Copy the records below, changing each "indicate" to "mark" and keeping everything else the same. Leave the pictures out of your copy.

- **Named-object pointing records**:
____

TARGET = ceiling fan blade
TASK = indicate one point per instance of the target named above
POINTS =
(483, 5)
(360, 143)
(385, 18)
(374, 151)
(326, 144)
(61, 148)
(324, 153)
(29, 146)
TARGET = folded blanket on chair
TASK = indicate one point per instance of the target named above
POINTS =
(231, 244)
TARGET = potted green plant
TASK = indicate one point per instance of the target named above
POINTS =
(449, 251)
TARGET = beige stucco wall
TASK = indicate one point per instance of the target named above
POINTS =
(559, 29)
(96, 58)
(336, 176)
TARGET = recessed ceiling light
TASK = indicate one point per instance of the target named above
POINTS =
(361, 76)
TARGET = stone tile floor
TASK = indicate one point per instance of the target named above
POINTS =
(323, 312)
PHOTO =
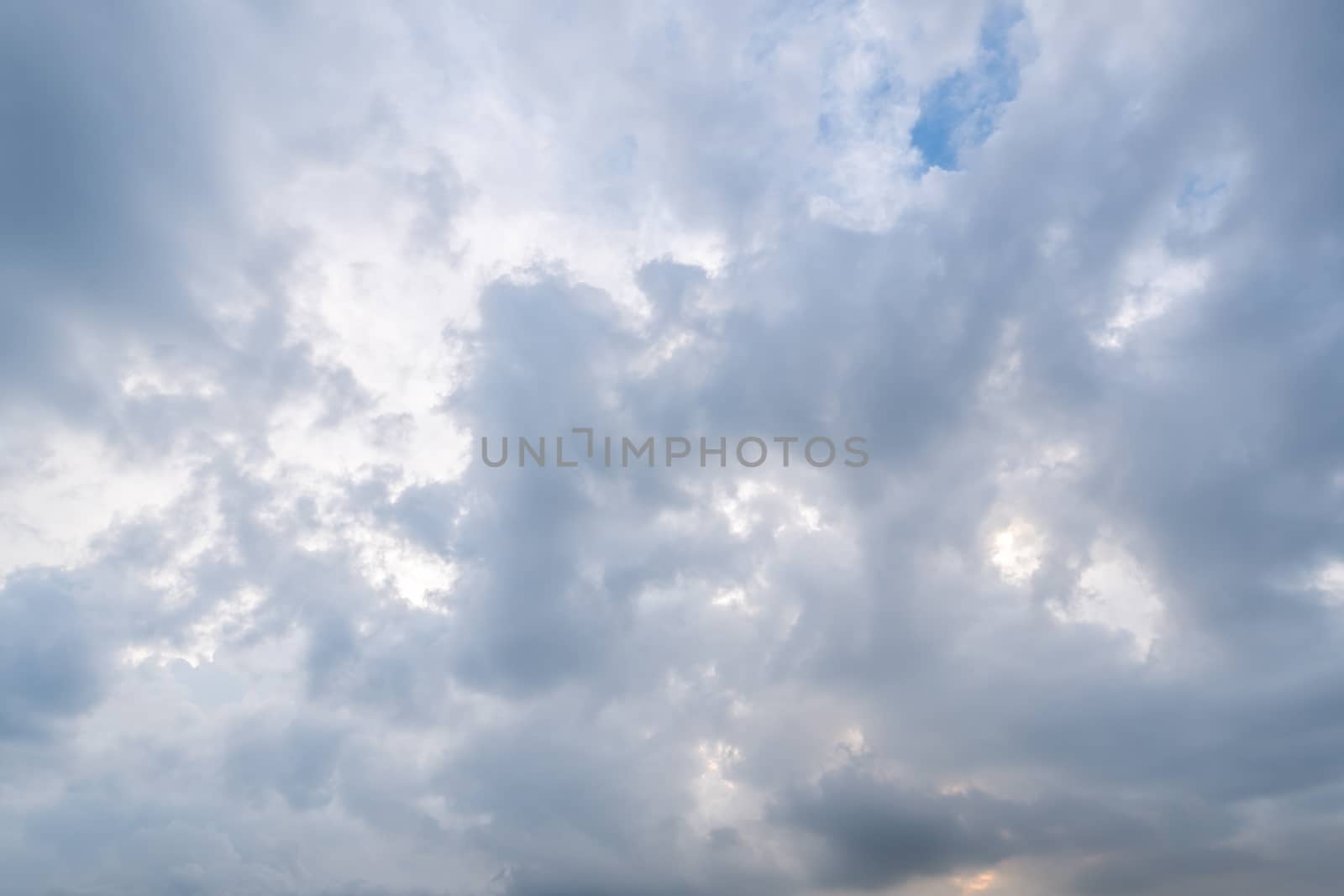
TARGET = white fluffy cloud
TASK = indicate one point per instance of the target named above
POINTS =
(268, 625)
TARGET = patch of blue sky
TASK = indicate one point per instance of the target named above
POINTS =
(960, 110)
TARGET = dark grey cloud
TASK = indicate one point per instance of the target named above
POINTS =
(1095, 365)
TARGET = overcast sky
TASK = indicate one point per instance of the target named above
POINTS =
(270, 270)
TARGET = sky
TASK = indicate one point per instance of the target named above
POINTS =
(269, 271)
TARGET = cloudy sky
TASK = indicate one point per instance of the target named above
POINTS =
(270, 270)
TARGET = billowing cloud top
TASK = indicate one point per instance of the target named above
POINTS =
(270, 271)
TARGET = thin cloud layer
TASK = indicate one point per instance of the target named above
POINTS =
(269, 625)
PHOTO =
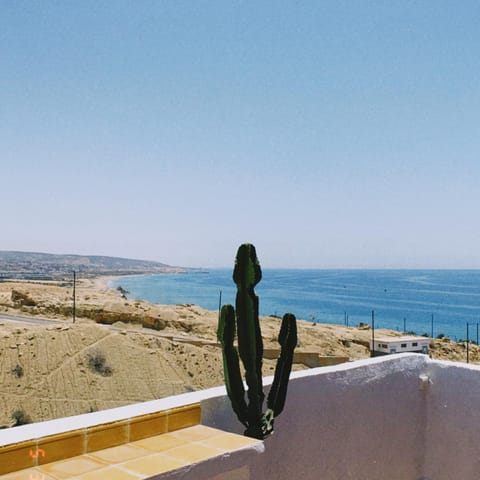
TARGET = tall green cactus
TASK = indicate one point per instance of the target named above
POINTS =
(243, 320)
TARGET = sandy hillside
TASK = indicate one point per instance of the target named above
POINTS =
(137, 352)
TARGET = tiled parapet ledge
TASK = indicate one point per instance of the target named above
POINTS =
(38, 444)
(154, 457)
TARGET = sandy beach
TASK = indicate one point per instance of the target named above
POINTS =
(122, 351)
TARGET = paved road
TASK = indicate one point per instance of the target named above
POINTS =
(4, 317)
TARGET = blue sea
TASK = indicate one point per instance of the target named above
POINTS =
(401, 299)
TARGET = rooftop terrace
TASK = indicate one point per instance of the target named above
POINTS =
(402, 417)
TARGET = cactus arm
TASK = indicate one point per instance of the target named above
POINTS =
(246, 275)
(231, 366)
(287, 338)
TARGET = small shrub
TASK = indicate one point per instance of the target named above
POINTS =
(18, 371)
(97, 363)
(20, 418)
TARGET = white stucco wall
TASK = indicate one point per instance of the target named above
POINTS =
(361, 421)
(453, 428)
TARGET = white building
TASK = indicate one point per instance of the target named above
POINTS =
(388, 345)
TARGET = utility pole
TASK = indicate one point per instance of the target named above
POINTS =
(73, 305)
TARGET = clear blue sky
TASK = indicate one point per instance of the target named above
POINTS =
(327, 133)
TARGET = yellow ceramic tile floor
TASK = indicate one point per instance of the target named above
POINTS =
(140, 459)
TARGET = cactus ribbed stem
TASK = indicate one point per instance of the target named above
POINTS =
(244, 319)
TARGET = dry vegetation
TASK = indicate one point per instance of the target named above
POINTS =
(65, 369)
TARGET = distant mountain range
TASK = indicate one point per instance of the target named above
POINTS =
(48, 266)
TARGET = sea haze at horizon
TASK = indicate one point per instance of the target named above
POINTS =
(398, 297)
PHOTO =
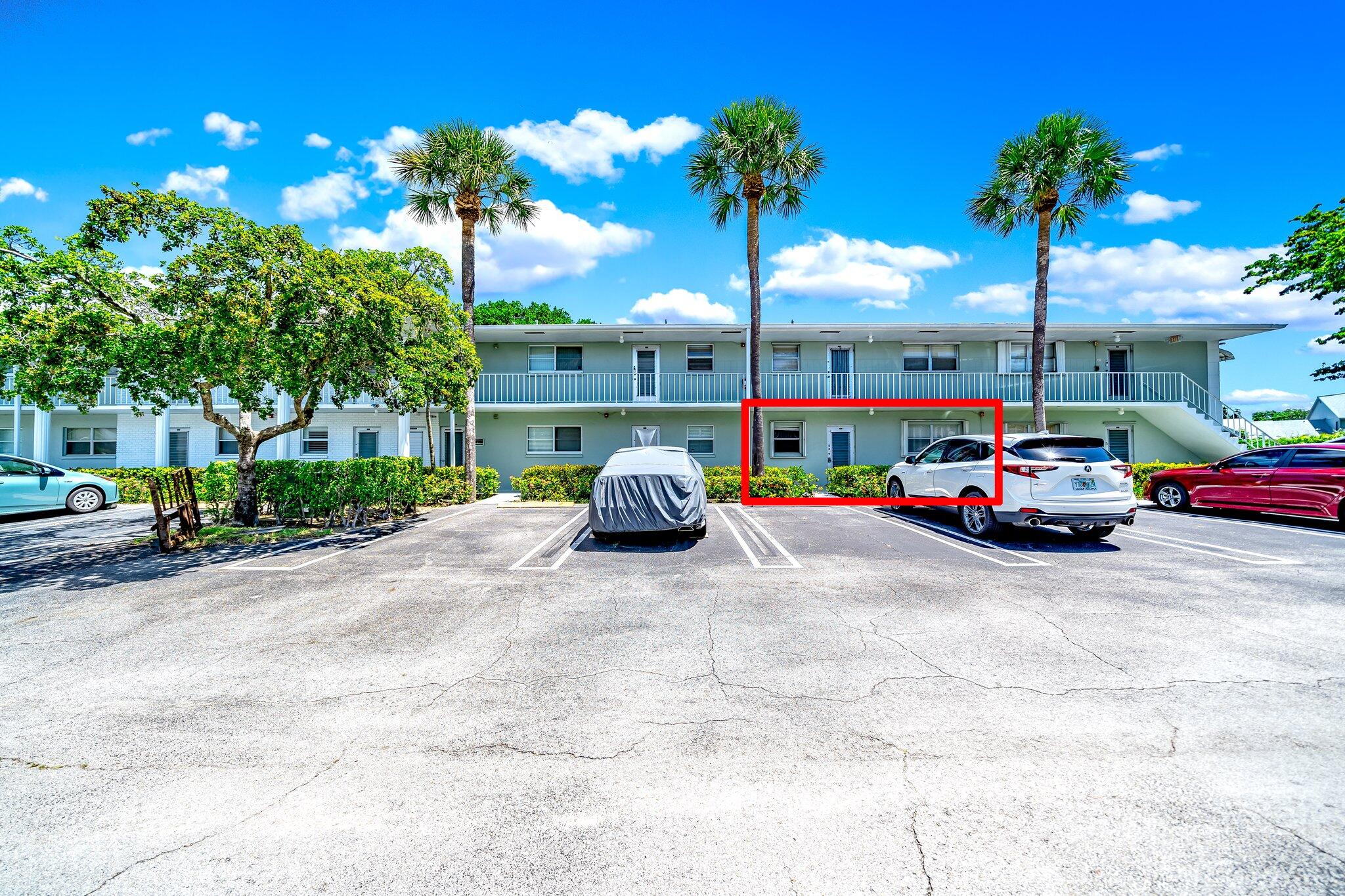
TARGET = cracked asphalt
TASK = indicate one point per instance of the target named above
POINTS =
(811, 700)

____

- **PROBLEM SOLUTION**:
TARGET = ceiling fan blade
TASK = mark one point per instance of the target named above
POINTS =
(483, 5)
(360, 143)
(385, 18)
(374, 151)
(326, 144)
(61, 148)
(324, 153)
(29, 146)
TARGET = folded blanket on chair
TASK = mark one point per instance of the target named above
POINTS =
(231, 244)
TARGET = potted green plant
TASK = mark one point per instance of the target named above
POINTS =
(449, 251)
TARGET = beige stucco wall
TASK = mark one point per instance of the target named above
POINTS =
(559, 29)
(96, 58)
(336, 176)
TARGET = recessed ceiling light
TASK = mark one point per instance of the target named above
POINTS =
(361, 76)
TARGET = stone tile floor
TASK = mark one point per instance of the target named above
POINTS =
(323, 312)
PHOTO =
TARGET = white fluffy cloud
TASK = mark one point per instance of the target named above
POINTS =
(268, 625)
TARGET = patch of blue sky
TASK = mark one point per instance of the target named above
POINTS =
(960, 110)
TARGET = dark grey cloud
TASK = mark one point per instance of the target named above
POINTS =
(1095, 365)
TARGET = overcast sky
TASK = mark one point per instance of the target named above
POINTS =
(270, 270)
TARGET = sky
TASK = mark one point per instance of the target named above
POINTS =
(269, 271)
TARGET = cloudy sky
TASK = mark one point per instance of the target named above
POINTS =
(270, 270)
TARGET = billowing cloud top
TASK = mark one point per instance of the target named above
POINTS =
(270, 271)
TARGET = thin cloud layer
TASK = mark one point per instance of the target named above
POINTS =
(269, 625)
PHOTO =
TARGET = tall green cactus
TASK = mark one point per instance of the target named above
POINTS =
(243, 320)
TARGET = sandy hillside
TASK = mark one point per instance of the target named above
POINTS =
(137, 352)
TARGET = tiled parapet ledge
TASK = mark one point per instance of the target named above
POINTS =
(38, 444)
(154, 457)
TARGET = sandy beach
TASK = mark one point per instance of the target named above
POINTS =
(122, 351)
TARGET = paved road
TASK = mark one point per instance of the target named above
POINTS =
(4, 317)
TARGET = blue sea
TASK = mark one point per instance of the target named above
POINTS =
(401, 299)
TARGET = rooftop terrace
TASK = mark one point per instance of the target named above
POINTS =
(402, 417)
TARGET = cactus arm
TASK = mark one point per instance of the target named above
POINTS =
(246, 275)
(231, 366)
(287, 338)
TARGET = small shrub
TASK = mark one point per instance of the target named above
POINTS =
(18, 371)
(97, 363)
(20, 418)
TARGET = white stucco wall
TASK = mark one point per instance of the target named above
POINTS =
(361, 421)
(453, 428)
TARGET = white building
TASK = mark one point per instance of the target named above
POINTS =
(388, 345)
TARGET = utility pole
TASK = mark one point per instance of the target named above
POINTS =
(73, 305)
TARGET = clear blue sky
TASK = mark one point per instance of the target named above
POINTS =
(327, 133)
TARGET = yellow ceramic tile floor
TASK = mark one point per instance of the target named above
POINTS =
(140, 459)
TARGET = cactus ribbed stem
TASK = mark one point per instance of the target named above
POINTS =
(244, 319)
TARGET = dry vegetation
TASK = mark one point per instance of the target named above
POINTS =
(65, 369)
TARGET = distant mountain range
TASK = mark one point per instance of the target named above
POINTS =
(48, 266)
TARGET = sea haze at horizon
TASK = mark one point per instance of the target named above
POINTS =
(398, 297)
PHOTO =
TARGET = cracked asphalt
TASK = mark one point per instance of the target named above
POINTS =
(811, 700)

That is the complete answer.